> Source text:
----

I run yearly diversity workshops to give students opportunities to explore issues of prejudice and discrimination in a safe space. I have found it is critical for the facilitator/trainer to be comfortable and confident in introducing themes of race and racism, and to be able to manage the experience in the room. Having some contextual experiences to reference and draw on is immensely important in engaging students in this thinking, as what we experience in the ‘real world’ occurs in the classroom. Students can be fearful about sharing their experiences or their thinking. Global majority students may worry about coming across as accusing, while white students may feel accused of being racist or responsible, or that they lack a level of insight to contribute to discussions. Some experiences that individuals may bring to the forum may be highly emotive or sensitive and that requires management and support.

Focus on intersectional identities is also an important awareness-raising subject area. We need to understand how a mother of four children who is estranged from her husband and has only been in the country for a few years with no real support network will engage in the study environment governed by the cultural beliefs and expectations that shape understanding, motivation and behaviour. In order to gain these insights, we must be prepared to ask the necessary questions and have difficult conversations, and perhaps even to recognise the importance of giving permission for these conversations to take place as a contributing aspect of the student’s academic and practical progress.

Good enough

I often reflect on my journey into academia and my interpretations of experiences that were perhaps at the very least distorted at times. A university colleague encouraged me to apply for a recently vacant lecturing post. After some deliberation, I applied and heard nothing back. At the time, I was almost relieved. Let’s be real, I thought – I am not good enough. 

When a colleague later checked up on why I had ‘changed my mind’ about applying because my application had not been received, I was suddenly faced with the idea that there was another narrative in play that I had not considered – and never thought to check out.

----

[Records in a dataset]
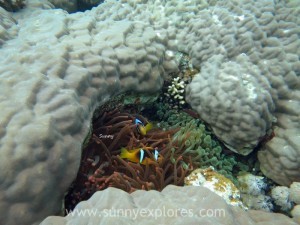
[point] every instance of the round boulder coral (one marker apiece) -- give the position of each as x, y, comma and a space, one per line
235, 100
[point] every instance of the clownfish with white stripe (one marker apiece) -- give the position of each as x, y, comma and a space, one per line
140, 155
141, 128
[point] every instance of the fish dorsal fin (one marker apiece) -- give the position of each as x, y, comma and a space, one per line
142, 153
137, 121
155, 154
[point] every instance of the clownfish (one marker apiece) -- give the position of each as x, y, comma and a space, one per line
141, 128
139, 155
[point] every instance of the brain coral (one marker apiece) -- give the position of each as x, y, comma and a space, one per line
56, 68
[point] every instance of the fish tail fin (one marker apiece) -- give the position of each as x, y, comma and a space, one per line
124, 153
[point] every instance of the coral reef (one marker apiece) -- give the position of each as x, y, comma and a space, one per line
295, 192
217, 183
281, 197
57, 68
12, 5
175, 93
102, 167
253, 192
238, 107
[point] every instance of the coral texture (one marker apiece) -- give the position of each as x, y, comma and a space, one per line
174, 205
56, 68
12, 5
235, 100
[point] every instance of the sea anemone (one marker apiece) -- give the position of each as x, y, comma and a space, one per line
102, 167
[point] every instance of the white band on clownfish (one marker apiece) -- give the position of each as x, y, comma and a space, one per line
155, 154
137, 121
142, 152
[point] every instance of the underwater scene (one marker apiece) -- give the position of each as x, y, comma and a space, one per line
146, 112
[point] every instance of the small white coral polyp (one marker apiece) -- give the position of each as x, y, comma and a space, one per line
251, 184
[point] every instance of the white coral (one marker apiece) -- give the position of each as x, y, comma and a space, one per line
281, 197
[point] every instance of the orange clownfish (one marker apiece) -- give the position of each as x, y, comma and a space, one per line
138, 155
141, 128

----

> Exercises:
(1) Do these statements agree with the reflection on diversity teaching? Answer yes or no for each and quote the words from the reflection that decide it.
(a) The writer holds diversity workshops every year.
(b) The writer's application for the lecturing post led to an interview.
(c) White students may feel accused of being racist.
(2) In the reflection on diversity teaching, why did a colleague ask why the writer had "changed my mind" about applying?
(3) Extend the reflection on diversity teaching, beginning after its last sentence.
You won't need the records for any of this.

> Expected outputs:
(1)
(a) Yes: "I run yearly diversity workshops"
(b) No: "I applied and heard nothing back."
(c) Yes: "white students may feel accused of being racist or responsible"

(2) The writer's application had not been received.

(3)
I find that students often make conclusions about what is happening or will happen based on historical internalised experiences and narratives of race that become the lens through which subsequent experiences are filtered. Using learning from therapy to help students to reflect on experience and identify alternative narratives through appropriate challenge can make a difference in their outcomes.

Quite often students fail to make disclosures about their concerns because of the conclusions they have drawn and their resignation about the potential outcomes of a particular situation. In some situations, this has meant a self-fulfilling prophecy for students who otherwise might have had the opportunity to address the barriers to their learning and find solutions to support progression. Instead, students become disillusioned, lose confidence in their abilities, disengage from their peers, become emotionally and psychologically distressed or experience physical illness.

My development is still a work in progress, but through therapy, I have gained great confidence in the work I do, how I engage with my colleagues and students, and its meaning to me on an existential level. I now accept that I have something to say and, equally important, that people will listen. I can acknowledge success in my career, that I am in a position where my experience in work and in life can be of use to others and that I am seen as a successful black man in my community – and that’s OK.

* Global majority is a collective term that refers to people who are black, Asian, brown, dual-heritage, indigenous to the Global South, and/or have been racialised as ‘ethnic minorities’.